| Aim |
Copy the records word for word, beginning at the line that has "Where can the man's" and stopping after the line that has "column 367, row 104".

>> begin The input

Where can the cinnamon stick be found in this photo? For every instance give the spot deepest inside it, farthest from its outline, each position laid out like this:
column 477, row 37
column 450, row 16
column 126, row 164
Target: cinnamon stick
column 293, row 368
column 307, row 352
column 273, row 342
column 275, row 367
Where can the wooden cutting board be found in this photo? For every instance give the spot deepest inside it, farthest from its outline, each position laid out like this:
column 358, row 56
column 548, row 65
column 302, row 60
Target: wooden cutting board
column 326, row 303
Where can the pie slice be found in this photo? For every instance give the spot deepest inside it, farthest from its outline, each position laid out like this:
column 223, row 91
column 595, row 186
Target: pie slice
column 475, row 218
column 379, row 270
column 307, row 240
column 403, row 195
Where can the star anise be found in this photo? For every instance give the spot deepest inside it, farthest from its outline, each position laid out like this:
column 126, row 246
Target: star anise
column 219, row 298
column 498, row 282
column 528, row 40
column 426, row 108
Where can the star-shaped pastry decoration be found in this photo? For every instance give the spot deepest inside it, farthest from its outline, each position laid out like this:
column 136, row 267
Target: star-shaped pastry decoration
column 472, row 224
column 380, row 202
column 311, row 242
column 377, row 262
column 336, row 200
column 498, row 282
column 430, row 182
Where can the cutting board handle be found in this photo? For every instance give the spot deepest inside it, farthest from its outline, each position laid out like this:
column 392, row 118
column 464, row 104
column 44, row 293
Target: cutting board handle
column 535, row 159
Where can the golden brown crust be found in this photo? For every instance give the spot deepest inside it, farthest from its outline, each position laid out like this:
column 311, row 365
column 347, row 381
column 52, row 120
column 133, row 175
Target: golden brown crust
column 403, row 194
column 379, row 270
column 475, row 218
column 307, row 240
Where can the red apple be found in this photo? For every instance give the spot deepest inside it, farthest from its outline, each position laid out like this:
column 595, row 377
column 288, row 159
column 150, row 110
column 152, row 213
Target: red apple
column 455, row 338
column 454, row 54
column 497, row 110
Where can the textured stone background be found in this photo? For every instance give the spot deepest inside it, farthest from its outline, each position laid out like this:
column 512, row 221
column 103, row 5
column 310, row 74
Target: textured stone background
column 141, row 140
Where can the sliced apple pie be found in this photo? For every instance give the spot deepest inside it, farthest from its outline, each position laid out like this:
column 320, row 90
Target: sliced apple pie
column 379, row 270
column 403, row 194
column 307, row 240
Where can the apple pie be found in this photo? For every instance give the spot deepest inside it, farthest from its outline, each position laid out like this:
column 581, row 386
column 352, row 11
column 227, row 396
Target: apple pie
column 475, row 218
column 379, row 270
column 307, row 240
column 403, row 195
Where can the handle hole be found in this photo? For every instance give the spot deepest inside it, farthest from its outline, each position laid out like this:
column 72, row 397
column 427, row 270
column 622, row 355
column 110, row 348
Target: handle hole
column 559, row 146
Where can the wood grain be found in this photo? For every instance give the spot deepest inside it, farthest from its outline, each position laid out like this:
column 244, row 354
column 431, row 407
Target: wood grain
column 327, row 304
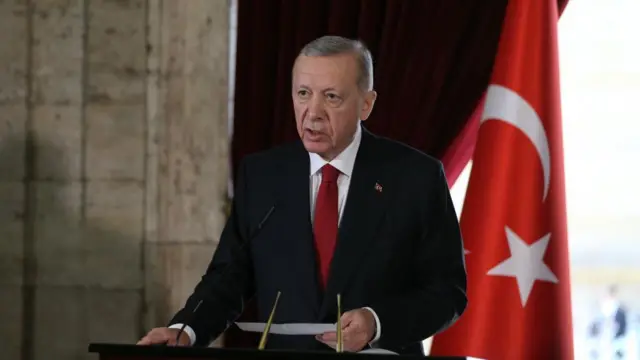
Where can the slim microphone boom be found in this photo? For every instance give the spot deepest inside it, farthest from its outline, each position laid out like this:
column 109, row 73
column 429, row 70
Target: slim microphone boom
column 226, row 270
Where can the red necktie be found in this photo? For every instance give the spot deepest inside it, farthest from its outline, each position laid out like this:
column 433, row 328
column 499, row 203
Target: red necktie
column 325, row 223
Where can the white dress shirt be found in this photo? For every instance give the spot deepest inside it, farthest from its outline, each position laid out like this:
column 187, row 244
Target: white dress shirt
column 344, row 163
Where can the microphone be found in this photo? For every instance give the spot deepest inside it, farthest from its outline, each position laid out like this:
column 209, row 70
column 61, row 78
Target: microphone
column 226, row 269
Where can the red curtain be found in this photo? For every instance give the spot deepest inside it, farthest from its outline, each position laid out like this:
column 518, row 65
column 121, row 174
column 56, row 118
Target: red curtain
column 432, row 62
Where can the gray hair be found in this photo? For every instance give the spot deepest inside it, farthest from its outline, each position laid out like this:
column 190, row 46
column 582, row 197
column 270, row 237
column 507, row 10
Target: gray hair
column 335, row 45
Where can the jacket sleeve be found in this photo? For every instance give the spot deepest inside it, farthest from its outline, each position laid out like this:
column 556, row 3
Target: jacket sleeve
column 438, row 297
column 228, row 280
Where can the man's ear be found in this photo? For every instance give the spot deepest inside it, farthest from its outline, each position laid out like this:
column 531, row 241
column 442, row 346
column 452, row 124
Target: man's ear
column 367, row 104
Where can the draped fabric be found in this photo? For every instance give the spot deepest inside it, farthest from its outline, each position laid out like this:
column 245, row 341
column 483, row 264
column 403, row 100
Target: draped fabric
column 432, row 61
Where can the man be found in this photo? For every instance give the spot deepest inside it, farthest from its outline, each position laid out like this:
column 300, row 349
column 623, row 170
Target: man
column 342, row 211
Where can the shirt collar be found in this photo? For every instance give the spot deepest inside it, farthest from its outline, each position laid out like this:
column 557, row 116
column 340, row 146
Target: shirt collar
column 344, row 161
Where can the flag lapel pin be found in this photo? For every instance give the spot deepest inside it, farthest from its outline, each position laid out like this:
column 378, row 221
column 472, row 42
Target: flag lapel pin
column 378, row 187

>> end The input

| Reply |
Where can the man's ear be found in this photo? For every instance give the spot deepest inside it, farthest from its outline, each position laid out like this:
column 531, row 241
column 442, row 346
column 452, row 124
Target: man's ear
column 367, row 104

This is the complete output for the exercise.